● REQUEST: Can you copy out, word for word, the lines of the data below from the line containing "You are given a photograph. For the white balcony" through the end of the data, including both of those end lines?

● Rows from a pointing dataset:
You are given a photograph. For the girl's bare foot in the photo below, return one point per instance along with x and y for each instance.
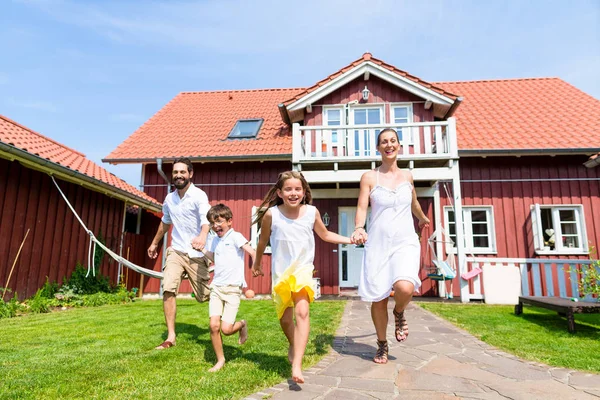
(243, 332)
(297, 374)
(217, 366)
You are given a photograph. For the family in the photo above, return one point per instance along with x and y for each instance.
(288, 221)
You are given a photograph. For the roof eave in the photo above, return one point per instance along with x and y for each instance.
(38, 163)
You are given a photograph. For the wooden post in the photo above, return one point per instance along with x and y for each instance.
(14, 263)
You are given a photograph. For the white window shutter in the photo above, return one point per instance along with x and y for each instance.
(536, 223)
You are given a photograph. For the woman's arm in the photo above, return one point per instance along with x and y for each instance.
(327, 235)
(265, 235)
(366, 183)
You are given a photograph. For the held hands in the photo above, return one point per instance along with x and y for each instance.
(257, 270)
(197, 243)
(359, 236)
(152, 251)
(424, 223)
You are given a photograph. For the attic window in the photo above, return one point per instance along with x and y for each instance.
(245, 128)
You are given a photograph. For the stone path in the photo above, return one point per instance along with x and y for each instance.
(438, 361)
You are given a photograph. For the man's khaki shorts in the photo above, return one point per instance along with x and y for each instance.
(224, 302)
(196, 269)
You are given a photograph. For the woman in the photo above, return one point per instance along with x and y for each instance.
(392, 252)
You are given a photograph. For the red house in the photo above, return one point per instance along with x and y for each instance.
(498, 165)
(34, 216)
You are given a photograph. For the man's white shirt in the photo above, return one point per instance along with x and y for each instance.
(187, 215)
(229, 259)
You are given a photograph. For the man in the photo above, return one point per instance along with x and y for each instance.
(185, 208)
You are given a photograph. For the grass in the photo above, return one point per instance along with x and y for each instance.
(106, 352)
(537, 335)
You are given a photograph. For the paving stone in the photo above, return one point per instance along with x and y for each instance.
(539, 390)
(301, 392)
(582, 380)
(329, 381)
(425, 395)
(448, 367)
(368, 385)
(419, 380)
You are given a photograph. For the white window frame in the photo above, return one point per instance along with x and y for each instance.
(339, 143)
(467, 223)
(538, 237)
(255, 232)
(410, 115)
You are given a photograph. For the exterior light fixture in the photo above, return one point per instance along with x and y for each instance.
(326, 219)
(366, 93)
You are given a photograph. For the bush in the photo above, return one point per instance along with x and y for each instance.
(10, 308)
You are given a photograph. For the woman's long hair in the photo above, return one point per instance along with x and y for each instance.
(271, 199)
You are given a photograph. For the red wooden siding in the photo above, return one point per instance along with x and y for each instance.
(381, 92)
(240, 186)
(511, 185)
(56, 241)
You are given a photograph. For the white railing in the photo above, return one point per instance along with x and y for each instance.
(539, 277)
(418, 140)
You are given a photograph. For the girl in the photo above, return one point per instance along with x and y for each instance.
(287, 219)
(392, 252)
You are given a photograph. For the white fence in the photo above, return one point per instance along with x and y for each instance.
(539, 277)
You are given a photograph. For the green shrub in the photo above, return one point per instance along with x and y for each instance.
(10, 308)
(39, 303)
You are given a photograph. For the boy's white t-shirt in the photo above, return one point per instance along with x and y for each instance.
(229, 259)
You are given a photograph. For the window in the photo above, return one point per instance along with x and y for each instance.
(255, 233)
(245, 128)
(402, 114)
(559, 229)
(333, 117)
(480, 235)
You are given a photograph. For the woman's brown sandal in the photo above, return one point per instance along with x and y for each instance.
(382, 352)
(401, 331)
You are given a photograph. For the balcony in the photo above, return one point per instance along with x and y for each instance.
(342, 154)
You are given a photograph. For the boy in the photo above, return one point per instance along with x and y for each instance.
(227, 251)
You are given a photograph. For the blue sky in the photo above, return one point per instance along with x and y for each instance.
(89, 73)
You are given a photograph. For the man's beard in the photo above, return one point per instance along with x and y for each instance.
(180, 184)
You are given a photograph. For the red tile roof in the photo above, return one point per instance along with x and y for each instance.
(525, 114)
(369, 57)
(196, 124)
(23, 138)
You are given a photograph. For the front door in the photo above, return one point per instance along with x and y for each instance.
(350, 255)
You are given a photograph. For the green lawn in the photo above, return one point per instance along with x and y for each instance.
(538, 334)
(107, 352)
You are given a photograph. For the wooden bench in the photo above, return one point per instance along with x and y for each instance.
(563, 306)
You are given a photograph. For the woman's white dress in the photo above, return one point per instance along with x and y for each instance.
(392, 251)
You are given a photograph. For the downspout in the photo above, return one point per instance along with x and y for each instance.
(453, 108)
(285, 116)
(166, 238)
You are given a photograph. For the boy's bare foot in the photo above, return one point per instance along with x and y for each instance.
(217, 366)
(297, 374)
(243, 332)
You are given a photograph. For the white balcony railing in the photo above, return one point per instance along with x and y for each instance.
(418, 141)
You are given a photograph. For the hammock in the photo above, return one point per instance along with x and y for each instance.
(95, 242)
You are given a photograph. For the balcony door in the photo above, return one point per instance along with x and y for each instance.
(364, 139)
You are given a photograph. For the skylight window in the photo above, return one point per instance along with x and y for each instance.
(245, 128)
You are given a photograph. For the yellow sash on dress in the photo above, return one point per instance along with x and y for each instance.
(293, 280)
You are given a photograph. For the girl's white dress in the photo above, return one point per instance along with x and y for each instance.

● RESPONSE:
You are given a photograph. For the white balcony railing in the photo above, return one point per instance along with x and y for each instance.
(418, 141)
You are given a photograph. For the hammock in the photo above, return one point per instance along with x and y for each instance.
(95, 242)
You are given a photograph. For the balcony door in the photo above, return one point per instance along with x and y for each instance.
(364, 139)
You are given a photograph. For the skylight window in the photo above, return one point per instance along with x and y for each instance.
(245, 128)
You are given a photograph. For the yellow sash on dress in the photo above, return one point per instance along with x and y for each instance.
(293, 280)
You are given a photograph. For the girl's white dress in the photo above, return one point per instance along with x and y for each instance.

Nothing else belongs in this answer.